▶ _Required task_:
Copy exactly the lines from the "Point to the wooden podium" line to the end, both included, and nothing else.
***** Excerpted records
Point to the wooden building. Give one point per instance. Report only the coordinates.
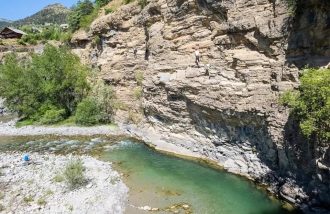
(11, 33)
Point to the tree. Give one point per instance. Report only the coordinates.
(101, 3)
(82, 9)
(310, 105)
(54, 80)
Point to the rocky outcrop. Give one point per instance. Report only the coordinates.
(226, 108)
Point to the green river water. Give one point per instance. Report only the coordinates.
(162, 181)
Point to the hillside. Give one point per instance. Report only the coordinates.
(4, 23)
(55, 13)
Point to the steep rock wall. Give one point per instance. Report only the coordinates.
(226, 108)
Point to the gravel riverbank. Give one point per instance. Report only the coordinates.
(38, 187)
(9, 129)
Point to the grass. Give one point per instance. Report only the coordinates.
(74, 174)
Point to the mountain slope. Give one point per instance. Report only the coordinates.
(4, 23)
(55, 13)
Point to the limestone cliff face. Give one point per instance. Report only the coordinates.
(226, 108)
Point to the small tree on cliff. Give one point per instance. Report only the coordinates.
(52, 83)
(310, 105)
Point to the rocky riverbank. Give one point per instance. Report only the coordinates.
(9, 129)
(39, 188)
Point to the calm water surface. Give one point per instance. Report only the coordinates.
(158, 180)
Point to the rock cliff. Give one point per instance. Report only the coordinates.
(226, 107)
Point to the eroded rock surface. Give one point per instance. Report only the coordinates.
(226, 108)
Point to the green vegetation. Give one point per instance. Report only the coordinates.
(101, 3)
(143, 3)
(138, 93)
(46, 88)
(310, 105)
(107, 11)
(55, 14)
(89, 112)
(139, 77)
(84, 13)
(43, 34)
(74, 174)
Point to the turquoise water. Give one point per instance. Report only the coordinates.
(158, 180)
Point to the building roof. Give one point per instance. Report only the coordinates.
(14, 30)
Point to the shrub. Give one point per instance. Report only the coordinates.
(139, 77)
(128, 1)
(310, 105)
(138, 93)
(143, 3)
(106, 97)
(53, 116)
(74, 174)
(88, 112)
(101, 3)
(107, 11)
(54, 78)
(41, 201)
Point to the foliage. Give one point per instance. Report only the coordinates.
(106, 98)
(138, 93)
(54, 79)
(139, 77)
(87, 20)
(53, 116)
(143, 3)
(74, 174)
(310, 105)
(107, 11)
(88, 112)
(128, 1)
(82, 14)
(55, 14)
(34, 35)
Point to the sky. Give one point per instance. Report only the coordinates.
(18, 9)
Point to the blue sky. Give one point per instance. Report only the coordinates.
(17, 9)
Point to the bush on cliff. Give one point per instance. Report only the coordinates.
(310, 104)
(89, 112)
(36, 87)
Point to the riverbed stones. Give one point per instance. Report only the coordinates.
(32, 189)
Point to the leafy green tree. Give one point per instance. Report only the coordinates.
(310, 105)
(80, 10)
(88, 112)
(54, 80)
(101, 3)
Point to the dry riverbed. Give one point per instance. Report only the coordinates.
(40, 186)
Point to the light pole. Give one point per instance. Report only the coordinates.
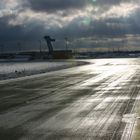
(66, 40)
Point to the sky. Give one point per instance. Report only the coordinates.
(88, 24)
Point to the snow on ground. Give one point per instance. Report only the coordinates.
(19, 69)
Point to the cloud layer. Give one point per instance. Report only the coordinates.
(84, 20)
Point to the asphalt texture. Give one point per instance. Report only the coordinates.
(96, 101)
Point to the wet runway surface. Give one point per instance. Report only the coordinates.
(93, 102)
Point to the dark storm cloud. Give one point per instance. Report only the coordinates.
(30, 28)
(54, 5)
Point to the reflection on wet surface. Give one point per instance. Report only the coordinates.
(96, 101)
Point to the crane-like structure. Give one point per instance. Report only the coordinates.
(50, 47)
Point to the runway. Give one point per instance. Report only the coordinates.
(97, 101)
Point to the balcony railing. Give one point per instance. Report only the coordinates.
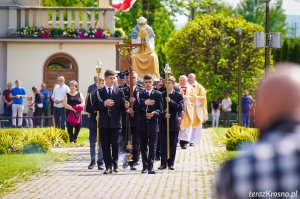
(60, 17)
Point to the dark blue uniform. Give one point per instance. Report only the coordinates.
(149, 128)
(175, 110)
(92, 126)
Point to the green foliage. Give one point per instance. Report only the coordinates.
(15, 168)
(254, 11)
(208, 47)
(237, 136)
(31, 140)
(57, 32)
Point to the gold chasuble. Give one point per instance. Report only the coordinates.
(188, 116)
(144, 59)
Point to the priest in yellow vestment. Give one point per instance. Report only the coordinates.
(188, 116)
(144, 59)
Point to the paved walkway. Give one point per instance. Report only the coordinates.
(193, 178)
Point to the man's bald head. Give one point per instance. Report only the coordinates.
(278, 96)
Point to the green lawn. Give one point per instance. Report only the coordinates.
(221, 133)
(18, 167)
(219, 137)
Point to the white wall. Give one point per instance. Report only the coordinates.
(3, 32)
(25, 60)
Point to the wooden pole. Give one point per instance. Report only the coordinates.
(98, 70)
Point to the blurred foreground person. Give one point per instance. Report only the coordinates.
(271, 168)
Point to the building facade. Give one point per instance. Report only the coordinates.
(34, 60)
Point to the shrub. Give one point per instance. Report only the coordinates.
(238, 136)
(31, 140)
(3, 150)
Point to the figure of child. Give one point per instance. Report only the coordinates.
(30, 110)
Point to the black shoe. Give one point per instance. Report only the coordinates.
(100, 167)
(151, 172)
(162, 167)
(132, 167)
(116, 170)
(92, 164)
(108, 171)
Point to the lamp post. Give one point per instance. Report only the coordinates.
(239, 32)
(98, 71)
(267, 31)
(167, 71)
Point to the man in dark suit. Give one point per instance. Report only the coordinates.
(175, 101)
(93, 127)
(111, 103)
(150, 108)
(125, 119)
(134, 119)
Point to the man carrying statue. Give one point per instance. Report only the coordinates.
(144, 59)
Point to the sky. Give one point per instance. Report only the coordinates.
(291, 7)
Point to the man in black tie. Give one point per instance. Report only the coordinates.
(111, 103)
(175, 101)
(150, 108)
(134, 120)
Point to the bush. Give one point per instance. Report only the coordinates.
(31, 140)
(238, 137)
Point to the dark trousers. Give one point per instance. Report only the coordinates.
(73, 131)
(93, 140)
(158, 152)
(59, 117)
(8, 113)
(164, 150)
(226, 118)
(37, 116)
(135, 145)
(110, 139)
(45, 113)
(148, 140)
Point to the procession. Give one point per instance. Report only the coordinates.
(99, 93)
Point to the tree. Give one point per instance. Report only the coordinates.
(254, 11)
(207, 46)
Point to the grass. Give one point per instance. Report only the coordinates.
(221, 133)
(18, 167)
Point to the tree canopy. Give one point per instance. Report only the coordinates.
(207, 46)
(254, 11)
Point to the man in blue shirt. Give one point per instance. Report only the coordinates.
(17, 94)
(45, 94)
(246, 108)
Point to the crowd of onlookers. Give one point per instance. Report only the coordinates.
(15, 98)
(225, 107)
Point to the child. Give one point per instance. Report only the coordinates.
(29, 122)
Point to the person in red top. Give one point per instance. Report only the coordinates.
(7, 103)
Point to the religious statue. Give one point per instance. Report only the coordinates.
(144, 58)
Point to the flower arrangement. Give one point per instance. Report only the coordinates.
(78, 33)
(119, 32)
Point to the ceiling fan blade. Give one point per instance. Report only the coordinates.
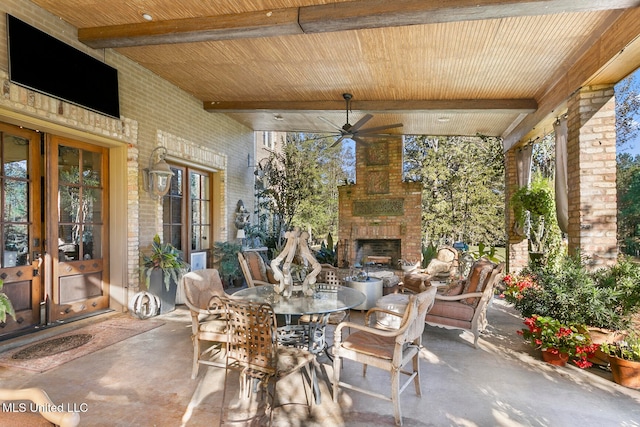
(320, 138)
(360, 122)
(359, 141)
(338, 141)
(379, 128)
(330, 124)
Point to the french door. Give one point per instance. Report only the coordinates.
(54, 228)
(77, 239)
(21, 225)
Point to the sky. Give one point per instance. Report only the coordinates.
(633, 147)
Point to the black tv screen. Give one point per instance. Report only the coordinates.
(45, 64)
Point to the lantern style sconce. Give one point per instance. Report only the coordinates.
(157, 177)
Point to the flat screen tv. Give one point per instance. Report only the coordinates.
(43, 63)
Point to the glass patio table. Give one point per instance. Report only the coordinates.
(325, 300)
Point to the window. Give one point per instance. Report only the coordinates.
(187, 221)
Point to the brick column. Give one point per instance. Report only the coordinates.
(591, 169)
(517, 246)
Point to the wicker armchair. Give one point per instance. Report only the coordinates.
(43, 417)
(390, 350)
(207, 324)
(463, 304)
(253, 350)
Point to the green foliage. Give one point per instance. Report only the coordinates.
(166, 257)
(490, 253)
(463, 187)
(624, 279)
(628, 187)
(225, 255)
(570, 293)
(627, 106)
(327, 253)
(429, 252)
(5, 305)
(549, 334)
(534, 210)
(627, 348)
(292, 179)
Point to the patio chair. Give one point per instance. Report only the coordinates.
(253, 351)
(254, 269)
(442, 267)
(43, 417)
(463, 304)
(207, 324)
(390, 350)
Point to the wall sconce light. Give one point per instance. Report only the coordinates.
(157, 177)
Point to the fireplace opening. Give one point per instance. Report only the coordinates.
(391, 248)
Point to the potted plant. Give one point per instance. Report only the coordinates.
(162, 271)
(535, 217)
(559, 342)
(5, 305)
(225, 259)
(570, 292)
(624, 360)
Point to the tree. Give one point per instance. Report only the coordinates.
(627, 108)
(628, 167)
(463, 187)
(319, 212)
(291, 178)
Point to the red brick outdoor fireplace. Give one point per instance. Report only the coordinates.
(380, 215)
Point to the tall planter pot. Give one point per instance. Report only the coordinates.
(625, 372)
(157, 287)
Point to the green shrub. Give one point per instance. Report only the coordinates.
(569, 292)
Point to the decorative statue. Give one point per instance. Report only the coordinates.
(295, 248)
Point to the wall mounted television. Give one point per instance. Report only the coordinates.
(45, 64)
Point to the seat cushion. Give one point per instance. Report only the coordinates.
(453, 289)
(455, 323)
(416, 282)
(373, 345)
(216, 326)
(452, 309)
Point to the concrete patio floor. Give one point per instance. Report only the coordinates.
(145, 381)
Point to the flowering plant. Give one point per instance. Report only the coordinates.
(627, 348)
(549, 334)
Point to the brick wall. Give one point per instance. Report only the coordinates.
(153, 112)
(591, 169)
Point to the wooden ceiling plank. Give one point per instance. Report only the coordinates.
(507, 105)
(223, 27)
(329, 18)
(620, 34)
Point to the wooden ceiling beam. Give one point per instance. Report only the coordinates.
(621, 34)
(458, 105)
(384, 13)
(280, 22)
(328, 18)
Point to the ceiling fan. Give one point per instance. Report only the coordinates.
(349, 131)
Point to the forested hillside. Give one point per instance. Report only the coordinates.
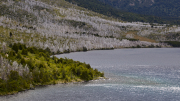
(121, 10)
(162, 8)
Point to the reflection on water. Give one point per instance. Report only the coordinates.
(133, 75)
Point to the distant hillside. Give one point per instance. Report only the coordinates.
(106, 8)
(161, 8)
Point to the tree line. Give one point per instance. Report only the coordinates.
(26, 67)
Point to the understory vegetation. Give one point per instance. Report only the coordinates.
(24, 68)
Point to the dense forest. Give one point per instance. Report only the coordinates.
(106, 9)
(26, 67)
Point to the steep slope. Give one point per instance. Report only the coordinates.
(64, 28)
(162, 8)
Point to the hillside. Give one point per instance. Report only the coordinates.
(162, 8)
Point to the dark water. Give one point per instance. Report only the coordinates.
(134, 75)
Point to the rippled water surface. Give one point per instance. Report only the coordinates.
(134, 75)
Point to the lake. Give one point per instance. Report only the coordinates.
(144, 74)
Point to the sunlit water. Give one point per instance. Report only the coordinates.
(134, 75)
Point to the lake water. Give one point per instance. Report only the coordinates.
(148, 74)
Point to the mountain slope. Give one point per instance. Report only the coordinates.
(64, 27)
(161, 8)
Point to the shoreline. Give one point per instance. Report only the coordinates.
(71, 82)
(59, 83)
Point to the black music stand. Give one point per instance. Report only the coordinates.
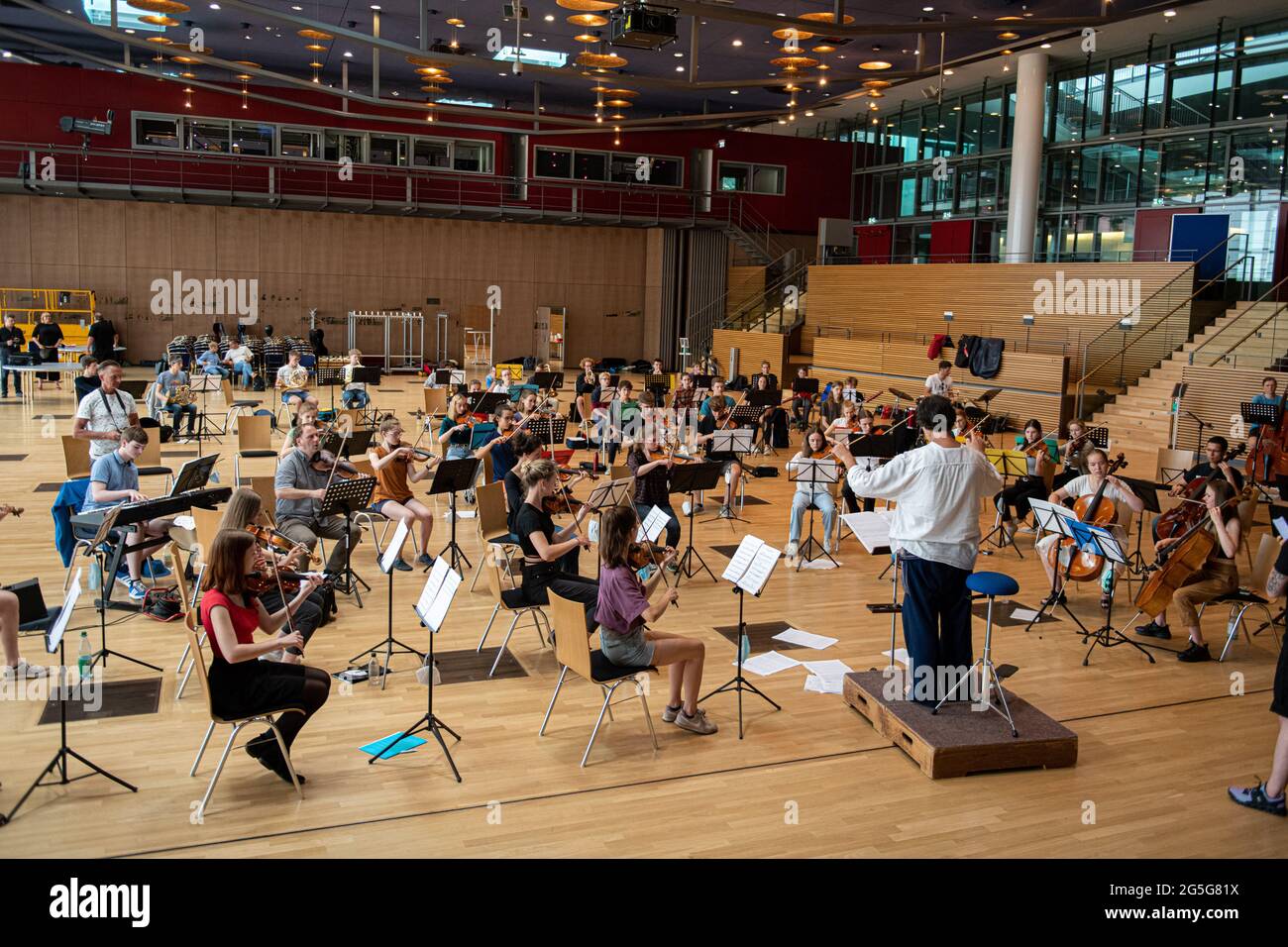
(691, 478)
(814, 474)
(346, 497)
(386, 565)
(55, 638)
(432, 608)
(450, 476)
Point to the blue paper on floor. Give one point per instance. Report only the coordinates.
(404, 745)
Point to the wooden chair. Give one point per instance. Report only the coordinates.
(76, 458)
(513, 602)
(572, 648)
(1249, 595)
(254, 440)
(268, 716)
(493, 528)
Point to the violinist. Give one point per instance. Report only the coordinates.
(544, 545)
(1033, 484)
(1219, 577)
(300, 486)
(240, 685)
(652, 471)
(623, 609)
(245, 508)
(1087, 484)
(818, 495)
(394, 466)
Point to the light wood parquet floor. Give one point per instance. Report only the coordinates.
(1158, 742)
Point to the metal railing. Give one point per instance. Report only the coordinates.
(1278, 341)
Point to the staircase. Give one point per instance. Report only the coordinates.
(1142, 418)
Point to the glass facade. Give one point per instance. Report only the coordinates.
(1197, 123)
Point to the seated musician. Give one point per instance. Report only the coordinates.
(652, 471)
(1031, 483)
(818, 495)
(1219, 577)
(544, 545)
(103, 414)
(623, 609)
(167, 385)
(240, 684)
(394, 466)
(1087, 484)
(730, 466)
(287, 381)
(115, 479)
(1269, 795)
(1074, 455)
(245, 508)
(300, 486)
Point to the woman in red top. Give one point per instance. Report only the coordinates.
(240, 684)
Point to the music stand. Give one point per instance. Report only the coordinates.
(1009, 464)
(54, 638)
(346, 497)
(432, 608)
(393, 552)
(814, 474)
(690, 478)
(450, 476)
(1054, 518)
(737, 442)
(748, 571)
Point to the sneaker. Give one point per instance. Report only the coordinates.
(25, 672)
(1153, 630)
(1194, 654)
(1256, 797)
(698, 723)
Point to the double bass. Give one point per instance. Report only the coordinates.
(1094, 510)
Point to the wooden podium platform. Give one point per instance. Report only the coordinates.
(960, 740)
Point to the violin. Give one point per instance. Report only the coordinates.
(273, 539)
(1096, 510)
(1192, 510)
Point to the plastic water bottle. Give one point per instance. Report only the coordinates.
(85, 657)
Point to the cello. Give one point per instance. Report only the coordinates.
(1095, 510)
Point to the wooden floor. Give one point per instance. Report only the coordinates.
(1158, 742)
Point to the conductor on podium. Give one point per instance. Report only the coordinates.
(935, 532)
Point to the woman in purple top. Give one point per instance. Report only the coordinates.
(623, 609)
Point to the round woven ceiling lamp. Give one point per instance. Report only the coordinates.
(167, 7)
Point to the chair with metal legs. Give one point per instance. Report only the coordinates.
(572, 647)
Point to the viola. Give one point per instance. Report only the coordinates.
(1096, 510)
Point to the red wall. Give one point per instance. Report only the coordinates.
(33, 98)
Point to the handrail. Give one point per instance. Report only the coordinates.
(1140, 337)
(1249, 333)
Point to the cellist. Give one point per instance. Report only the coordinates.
(1087, 484)
(1219, 577)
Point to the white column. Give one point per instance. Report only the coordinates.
**********
▶ _Solution below_:
Point to the wooden podium platform. Give one point per instance. Report only the coordinates.
(960, 740)
Point to the violin. Give one point per instance. Report only the coordinates.
(273, 539)
(1096, 510)
(1192, 510)
Point to the plastic water bottle. Give one point per instance. Report only the coordinates.
(85, 657)
Point to the cello. Give one point per instance. Report only the coordinates.
(1095, 510)
Point to the wooden floor. Give one point per instance. Report only the coordinates.
(1158, 742)
Point to the conductor on podium. Give one point per instance. Report only the coordinates.
(935, 532)
Point to the woman in purple top. Give one point per instance. Report only the coordinates.
(623, 609)
Point to the round woven ceiling lamp. Give one point per instance. Report only the coordinates.
(167, 7)
Point to the chair with metal legs. Give one point per instance. Report only the coordinates.
(572, 647)
Point to the viola. Give one point per instance. Report only the coordinates.
(1096, 510)
Point to the red wall. Give one point per instance. Report only the coordinates.
(33, 98)
Point to the handrail. Give one point per instance. Report only the coordinates.
(1140, 337)
(1249, 333)
Point to the cellist. Give one point per instance. Report only the coordinates.
(1087, 484)
(1219, 577)
Point to the white column. Give one point per instance. Report only the coordinates.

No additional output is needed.